Point-based annotation data:
######

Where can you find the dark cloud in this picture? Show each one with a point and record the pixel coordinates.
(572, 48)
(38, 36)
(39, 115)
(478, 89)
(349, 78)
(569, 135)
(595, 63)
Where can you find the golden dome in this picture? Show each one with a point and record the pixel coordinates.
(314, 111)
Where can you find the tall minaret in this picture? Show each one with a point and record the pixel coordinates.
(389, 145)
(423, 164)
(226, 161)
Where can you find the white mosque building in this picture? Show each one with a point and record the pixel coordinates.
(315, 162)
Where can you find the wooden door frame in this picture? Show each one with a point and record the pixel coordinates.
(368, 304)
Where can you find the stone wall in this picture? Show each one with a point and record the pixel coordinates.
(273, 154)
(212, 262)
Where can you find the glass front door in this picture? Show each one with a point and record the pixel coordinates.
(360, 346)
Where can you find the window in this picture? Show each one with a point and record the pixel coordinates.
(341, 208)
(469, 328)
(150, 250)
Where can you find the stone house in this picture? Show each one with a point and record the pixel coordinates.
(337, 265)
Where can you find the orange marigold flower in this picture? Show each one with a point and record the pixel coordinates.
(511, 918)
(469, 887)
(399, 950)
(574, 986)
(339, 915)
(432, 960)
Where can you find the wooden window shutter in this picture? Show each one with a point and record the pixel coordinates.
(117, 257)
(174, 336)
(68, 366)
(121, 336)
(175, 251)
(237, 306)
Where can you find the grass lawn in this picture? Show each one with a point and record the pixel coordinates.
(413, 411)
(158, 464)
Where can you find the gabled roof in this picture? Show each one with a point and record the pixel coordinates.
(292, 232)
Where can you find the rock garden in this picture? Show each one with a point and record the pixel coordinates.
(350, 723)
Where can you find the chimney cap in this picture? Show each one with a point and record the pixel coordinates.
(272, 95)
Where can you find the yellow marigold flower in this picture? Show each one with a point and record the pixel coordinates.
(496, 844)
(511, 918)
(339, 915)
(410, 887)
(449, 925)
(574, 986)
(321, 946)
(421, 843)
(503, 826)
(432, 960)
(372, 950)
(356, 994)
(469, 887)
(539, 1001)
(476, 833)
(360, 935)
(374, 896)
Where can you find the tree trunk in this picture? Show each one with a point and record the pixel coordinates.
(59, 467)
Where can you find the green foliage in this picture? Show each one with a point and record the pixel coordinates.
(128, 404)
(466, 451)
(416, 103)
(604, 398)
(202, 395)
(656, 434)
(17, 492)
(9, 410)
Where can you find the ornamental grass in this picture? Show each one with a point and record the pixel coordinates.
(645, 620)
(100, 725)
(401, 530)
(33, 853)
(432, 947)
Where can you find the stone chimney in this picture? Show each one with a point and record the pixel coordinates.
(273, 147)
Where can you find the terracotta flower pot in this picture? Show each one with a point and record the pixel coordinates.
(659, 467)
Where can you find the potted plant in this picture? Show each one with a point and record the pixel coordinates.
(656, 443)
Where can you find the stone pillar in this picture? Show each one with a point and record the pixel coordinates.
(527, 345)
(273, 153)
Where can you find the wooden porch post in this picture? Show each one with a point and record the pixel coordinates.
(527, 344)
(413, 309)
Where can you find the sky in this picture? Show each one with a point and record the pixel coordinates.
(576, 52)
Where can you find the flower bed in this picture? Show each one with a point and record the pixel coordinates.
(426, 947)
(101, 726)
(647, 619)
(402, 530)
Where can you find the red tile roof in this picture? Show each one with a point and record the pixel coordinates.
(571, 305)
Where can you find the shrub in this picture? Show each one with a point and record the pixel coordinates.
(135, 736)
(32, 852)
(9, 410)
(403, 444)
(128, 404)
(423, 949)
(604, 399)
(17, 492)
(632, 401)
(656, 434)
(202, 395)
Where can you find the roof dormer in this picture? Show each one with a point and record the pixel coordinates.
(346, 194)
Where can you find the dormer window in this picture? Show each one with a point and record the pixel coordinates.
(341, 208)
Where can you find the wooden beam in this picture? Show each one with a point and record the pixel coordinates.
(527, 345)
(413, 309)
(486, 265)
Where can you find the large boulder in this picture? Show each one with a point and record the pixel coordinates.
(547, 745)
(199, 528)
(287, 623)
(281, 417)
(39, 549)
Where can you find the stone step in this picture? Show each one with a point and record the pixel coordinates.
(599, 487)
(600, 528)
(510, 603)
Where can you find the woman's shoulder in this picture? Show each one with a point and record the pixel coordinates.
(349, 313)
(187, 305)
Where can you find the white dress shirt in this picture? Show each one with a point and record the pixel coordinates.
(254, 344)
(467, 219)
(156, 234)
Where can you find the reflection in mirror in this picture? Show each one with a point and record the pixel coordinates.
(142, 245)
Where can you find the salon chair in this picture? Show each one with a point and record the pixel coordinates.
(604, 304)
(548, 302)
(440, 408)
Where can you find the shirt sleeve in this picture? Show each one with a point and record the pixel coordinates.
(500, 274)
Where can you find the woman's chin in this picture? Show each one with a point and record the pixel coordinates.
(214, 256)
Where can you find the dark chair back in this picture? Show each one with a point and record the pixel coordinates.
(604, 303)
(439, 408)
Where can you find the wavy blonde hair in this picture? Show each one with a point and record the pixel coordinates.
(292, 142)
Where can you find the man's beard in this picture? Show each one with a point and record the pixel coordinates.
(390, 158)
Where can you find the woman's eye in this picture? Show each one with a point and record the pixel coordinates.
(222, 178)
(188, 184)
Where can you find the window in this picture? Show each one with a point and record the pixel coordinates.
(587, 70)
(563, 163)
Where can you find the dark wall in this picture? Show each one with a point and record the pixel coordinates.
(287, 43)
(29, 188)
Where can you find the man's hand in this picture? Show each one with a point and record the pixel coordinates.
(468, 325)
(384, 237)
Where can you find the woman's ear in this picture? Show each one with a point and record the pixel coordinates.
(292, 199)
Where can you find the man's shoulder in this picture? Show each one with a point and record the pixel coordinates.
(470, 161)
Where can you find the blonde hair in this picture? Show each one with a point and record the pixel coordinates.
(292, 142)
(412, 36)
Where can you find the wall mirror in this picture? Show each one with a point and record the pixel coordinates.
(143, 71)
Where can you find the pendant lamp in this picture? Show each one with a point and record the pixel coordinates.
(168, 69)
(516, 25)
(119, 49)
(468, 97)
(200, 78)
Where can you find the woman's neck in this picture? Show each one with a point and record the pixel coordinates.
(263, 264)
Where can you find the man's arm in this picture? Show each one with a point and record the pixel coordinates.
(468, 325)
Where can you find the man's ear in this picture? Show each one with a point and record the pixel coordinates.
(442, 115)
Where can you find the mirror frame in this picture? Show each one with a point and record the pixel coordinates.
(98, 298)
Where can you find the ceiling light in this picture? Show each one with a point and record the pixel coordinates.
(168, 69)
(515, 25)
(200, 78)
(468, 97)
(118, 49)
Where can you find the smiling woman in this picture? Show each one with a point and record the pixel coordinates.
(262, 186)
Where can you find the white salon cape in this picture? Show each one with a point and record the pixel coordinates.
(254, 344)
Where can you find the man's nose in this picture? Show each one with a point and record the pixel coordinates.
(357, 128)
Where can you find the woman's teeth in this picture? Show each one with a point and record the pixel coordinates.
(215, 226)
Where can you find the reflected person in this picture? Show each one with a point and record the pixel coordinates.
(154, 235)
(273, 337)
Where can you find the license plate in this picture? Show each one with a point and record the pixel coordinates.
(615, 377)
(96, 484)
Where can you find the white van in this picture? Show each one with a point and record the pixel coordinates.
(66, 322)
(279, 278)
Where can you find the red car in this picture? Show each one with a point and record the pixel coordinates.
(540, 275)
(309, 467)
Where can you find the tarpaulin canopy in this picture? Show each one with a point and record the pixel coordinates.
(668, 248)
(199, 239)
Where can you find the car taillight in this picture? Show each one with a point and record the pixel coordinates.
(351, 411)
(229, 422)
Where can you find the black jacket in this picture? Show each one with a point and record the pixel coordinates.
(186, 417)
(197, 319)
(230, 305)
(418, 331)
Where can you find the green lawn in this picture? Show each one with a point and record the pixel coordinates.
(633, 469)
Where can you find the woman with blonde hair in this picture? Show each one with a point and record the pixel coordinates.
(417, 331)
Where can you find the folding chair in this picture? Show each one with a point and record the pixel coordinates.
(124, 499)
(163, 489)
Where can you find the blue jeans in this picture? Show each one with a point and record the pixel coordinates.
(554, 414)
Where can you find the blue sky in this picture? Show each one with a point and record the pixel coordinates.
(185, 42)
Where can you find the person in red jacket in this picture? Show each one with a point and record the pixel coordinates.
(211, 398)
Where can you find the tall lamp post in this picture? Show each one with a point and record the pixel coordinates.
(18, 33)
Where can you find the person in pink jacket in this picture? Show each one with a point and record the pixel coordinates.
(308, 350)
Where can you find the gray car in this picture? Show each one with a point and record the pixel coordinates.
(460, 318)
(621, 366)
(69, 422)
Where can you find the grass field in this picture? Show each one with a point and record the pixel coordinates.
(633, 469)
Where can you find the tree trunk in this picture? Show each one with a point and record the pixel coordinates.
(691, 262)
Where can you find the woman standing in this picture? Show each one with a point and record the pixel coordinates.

######

■ PROMPT ■
In the records above, locate the line that contains "Where can you find the tall lamp". Repeat it and every line after it, exactly, and nothing else.

■ RESULT ■
Where can you find the tall lamp post in this picture? Show each one with a point and record the pixel coordinates.
(18, 33)
Where can you find the person in pink jacket in this picture? Show each one with a point and record the pixel coordinates.
(308, 350)
Where can you find the gray car in this picture? Show each one with a point and record the pixel coordinates.
(460, 318)
(621, 366)
(69, 422)
Where can you find the grass field in this picture? Show each one with a point and record the pixel coordinates.
(633, 469)
Where can you find the tree trunk in this picture? Show each one with a point and record the pixel coordinates.
(691, 262)
Where can you find the woman standing in this picture? Show each one with a point and record the pixel coordinates.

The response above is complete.